◆ WHAT TO DO: Copy out every line of the data that has the word "query" somewhere in it.

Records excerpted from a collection
========

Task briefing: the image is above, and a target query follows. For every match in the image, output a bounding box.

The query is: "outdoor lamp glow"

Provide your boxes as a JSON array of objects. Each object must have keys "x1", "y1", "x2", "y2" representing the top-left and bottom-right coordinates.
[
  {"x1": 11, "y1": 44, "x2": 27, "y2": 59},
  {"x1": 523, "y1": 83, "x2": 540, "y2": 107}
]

========

◆ ANSWER TO THIS TASK:
Task briefing: the image is above, and a target query follows. For every match in the image, output a bounding box.
The query is: "outdoor lamp glow"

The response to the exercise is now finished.